**Records from a dataset:**
— Start —

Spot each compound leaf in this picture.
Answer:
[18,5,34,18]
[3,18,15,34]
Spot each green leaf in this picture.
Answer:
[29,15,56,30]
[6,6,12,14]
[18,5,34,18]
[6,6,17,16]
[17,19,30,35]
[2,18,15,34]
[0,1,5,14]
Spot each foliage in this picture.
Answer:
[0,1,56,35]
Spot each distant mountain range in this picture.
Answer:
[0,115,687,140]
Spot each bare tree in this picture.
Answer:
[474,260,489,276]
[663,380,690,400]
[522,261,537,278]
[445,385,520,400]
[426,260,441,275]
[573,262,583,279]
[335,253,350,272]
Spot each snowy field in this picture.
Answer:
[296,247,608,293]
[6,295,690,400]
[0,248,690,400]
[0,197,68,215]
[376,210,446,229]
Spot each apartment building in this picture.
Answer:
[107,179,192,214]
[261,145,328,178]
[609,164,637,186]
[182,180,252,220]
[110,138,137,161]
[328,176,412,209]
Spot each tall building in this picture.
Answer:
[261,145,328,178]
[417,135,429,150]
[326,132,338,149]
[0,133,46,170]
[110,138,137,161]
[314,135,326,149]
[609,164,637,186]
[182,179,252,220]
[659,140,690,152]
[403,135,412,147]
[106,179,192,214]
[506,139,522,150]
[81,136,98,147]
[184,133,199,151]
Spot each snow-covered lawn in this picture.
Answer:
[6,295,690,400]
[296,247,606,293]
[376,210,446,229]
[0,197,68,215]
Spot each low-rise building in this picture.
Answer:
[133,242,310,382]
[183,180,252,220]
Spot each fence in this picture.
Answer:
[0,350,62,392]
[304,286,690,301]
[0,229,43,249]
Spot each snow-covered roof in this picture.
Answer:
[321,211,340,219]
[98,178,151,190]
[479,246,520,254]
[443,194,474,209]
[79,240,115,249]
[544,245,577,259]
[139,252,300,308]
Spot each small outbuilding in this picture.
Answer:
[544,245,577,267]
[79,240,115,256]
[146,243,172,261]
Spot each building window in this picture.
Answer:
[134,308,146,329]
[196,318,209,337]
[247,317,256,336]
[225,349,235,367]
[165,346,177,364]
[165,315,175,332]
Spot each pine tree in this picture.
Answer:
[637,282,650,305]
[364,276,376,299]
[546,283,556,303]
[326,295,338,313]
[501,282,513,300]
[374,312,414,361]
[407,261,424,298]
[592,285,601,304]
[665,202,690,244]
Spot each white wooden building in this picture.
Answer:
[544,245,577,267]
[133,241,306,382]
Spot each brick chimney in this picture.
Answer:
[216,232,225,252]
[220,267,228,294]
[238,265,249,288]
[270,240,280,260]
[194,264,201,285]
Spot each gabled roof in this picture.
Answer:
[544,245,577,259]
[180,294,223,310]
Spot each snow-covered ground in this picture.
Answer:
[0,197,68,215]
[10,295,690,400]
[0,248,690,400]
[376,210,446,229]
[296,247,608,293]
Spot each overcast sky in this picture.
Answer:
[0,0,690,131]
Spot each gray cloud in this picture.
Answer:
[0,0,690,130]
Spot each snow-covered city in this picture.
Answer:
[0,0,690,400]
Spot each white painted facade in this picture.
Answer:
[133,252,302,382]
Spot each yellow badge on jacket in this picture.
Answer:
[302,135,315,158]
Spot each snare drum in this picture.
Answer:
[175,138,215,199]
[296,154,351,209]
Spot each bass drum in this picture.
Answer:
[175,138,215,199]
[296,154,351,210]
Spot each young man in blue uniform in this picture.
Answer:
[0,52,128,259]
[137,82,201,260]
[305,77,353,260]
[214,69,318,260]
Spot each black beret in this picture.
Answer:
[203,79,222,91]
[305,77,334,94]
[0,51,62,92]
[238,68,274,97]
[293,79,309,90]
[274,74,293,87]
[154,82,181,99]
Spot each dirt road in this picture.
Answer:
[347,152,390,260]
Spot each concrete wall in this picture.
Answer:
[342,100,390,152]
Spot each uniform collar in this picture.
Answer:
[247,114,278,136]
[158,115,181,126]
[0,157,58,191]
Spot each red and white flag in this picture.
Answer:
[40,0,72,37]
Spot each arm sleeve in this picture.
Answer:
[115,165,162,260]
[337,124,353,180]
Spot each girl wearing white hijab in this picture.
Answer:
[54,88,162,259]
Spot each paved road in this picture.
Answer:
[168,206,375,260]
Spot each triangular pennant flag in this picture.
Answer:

— End —

**Goal of the exercise:** Present all of the records above as a numbered list, omitting any blank lines.

**Full solution:**
1. Spot each compound leaf in this picture.
2. Answer:
3. [18,5,34,18]
4. [3,18,15,34]
5. Spot each green leaf in this picture.
6. Answer:
7. [29,15,56,30]
8. [6,6,12,14]
9. [18,5,34,18]
10. [6,6,17,16]
11. [17,19,30,35]
12. [2,18,15,34]
13. [0,1,5,14]
14. Spot each foliage in this picture.
15. Answer:
16. [0,1,56,35]
17. Spot each distant mountain range in this picture.
18. Answer:
19. [0,115,687,140]
20. Spot each bare tree in this picture.
21. Answer:
22. [474,260,489,276]
23. [663,380,690,400]
24. [522,261,537,278]
25. [445,385,520,400]
26. [426,260,441,275]
27. [573,262,583,279]
28. [335,253,350,272]
29. Spot each snowy field in this picture.
30. Answer:
31. [296,247,608,293]
32. [6,295,690,400]
33. [0,248,690,400]
34. [0,197,68,215]
35. [376,210,446,229]
36. Spot each apartment building in this picture.
37. Answer:
38. [107,179,192,214]
39. [261,145,328,178]
40. [609,164,637,186]
41. [182,180,252,220]
42. [110,138,137,161]
43. [328,176,412,209]
44. Spot each tall building in this picture.
45. Answer:
46. [261,145,328,178]
47. [417,135,429,150]
48. [326,132,338,149]
49. [0,133,46,170]
50. [110,138,137,161]
51. [314,135,326,149]
52. [609,164,637,186]
53. [182,179,252,220]
54. [659,140,690,152]
55. [403,135,412,147]
56. [106,179,192,214]
57. [506,139,522,150]
58. [81,136,98,147]
59. [184,133,199,151]
60. Spot each snow-covered lawn in this picture.
61. Answer:
62. [6,295,690,400]
63. [296,247,606,293]
64. [376,210,446,229]
65. [0,197,68,215]
66. Spot each low-rise building in this picture.
67. Answer:
68. [133,242,310,382]
69. [183,180,252,220]
70. Spot each fence in this picture.
71. Answer:
72. [0,350,62,392]
73. [304,286,690,301]
74. [0,229,43,249]
75. Spot each snow-covered roof in this picture.
76. Answer:
77. [321,211,340,219]
78. [98,178,151,190]
79. [479,246,520,254]
80. [443,194,474,209]
81. [79,240,115,249]
82. [544,245,577,259]
83. [139,252,300,308]
84. Spot each small outbuilding in this picture.
85. Answer:
86. [544,245,577,267]
87. [79,240,115,256]
88. [146,243,172,261]
89. Spot each building window in this picture.
90. Answer:
91. [134,308,146,329]
92. [196,318,209,337]
93. [247,317,256,336]
94. [225,349,235,367]
95. [165,346,177,364]
96. [165,315,175,332]
97. Spot each pine tree in this picture.
98. Answer:
99. [637,282,650,305]
100. [364,276,376,299]
101. [546,283,556,303]
102. [326,295,338,313]
103. [501,282,513,300]
104. [374,312,414,361]
105. [407,261,424,298]
106. [592,285,601,304]
107. [665,202,690,244]
108. Spot each white wooden building in this picture.
109. Answer:
110. [544,245,577,267]
111. [133,241,306,382]
112. Spot each brick chimney in this picture.
113. Answer:
114. [216,232,225,252]
115. [220,267,228,294]
116. [238,265,249,288]
117. [270,240,280,260]
118. [194,264,201,285]
119. Spot each gabled roof in this picture.
120. Answer:
121. [544,245,577,259]
122. [180,294,223,310]
123. Spot each snow-covered ground in this picture.
124. Answer:
125. [0,197,68,215]
126. [10,295,690,400]
127. [0,248,690,400]
128. [376,210,446,229]
129. [296,247,608,293]
130. Spot each overcast sky in this picture.
131. Answer:
132. [0,0,690,131]
133. Spot each gray cloud in this picture.
134. Answer:
135. [0,0,690,130]
136. Spot each snow-covered city in this picture.
137. Answer:
138. [0,0,690,400]
139. Spot each white painted facade in this picture.
140. Answer:
141. [133,252,302,382]
142. Spot each yellow badge on jacket in this picture.
143. Answer:
144. [302,135,315,158]
145. Spot each snare drum in this picture.
146. Answer:
147. [175,138,215,199]
148. [296,154,351,209]
149. Spot each bass drum in this picture.
150. Answer:
151. [175,138,215,199]
152. [296,154,351,210]
153. Spot each young man in blue uniform in this picture.
154. Answer:
155. [0,52,128,259]
156. [137,82,201,260]
157. [305,77,353,260]
158. [214,69,318,260]
159. Spot each black beret in this picture.
160. Answer:
161. [203,79,222,91]
162. [305,77,334,94]
163. [0,51,62,92]
164. [238,68,274,97]
165. [293,79,309,90]
166. [274,74,293,87]
167. [154,82,181,99]
168. Spot each dirt road in this picture.
169. Answer:
170. [347,152,390,260]
171. Spot each concrete wall in this picture.
172. Answer:
173. [342,100,390,152]
174. Spot each uniform collar in this picture.
175. Answer:
176. [247,114,278,136]
177. [158,115,181,126]
178. [0,157,58,191]
179. Spot each red and white flag in this picture.
180. Answer:
181. [40,0,72,37]
182. Spot each arm sleeve in this picture.
183. Answer:
184. [115,165,162,260]
185. [337,124,353,180]
186. Spot each girl wearing white hijab in this picture.
187. Answer:
188. [54,88,162,259]
189. Spot each paved road in this picture.
190. Answer:
191. [168,206,375,260]
192. Spot each triangular pennant flag in this picture.
193. Answer:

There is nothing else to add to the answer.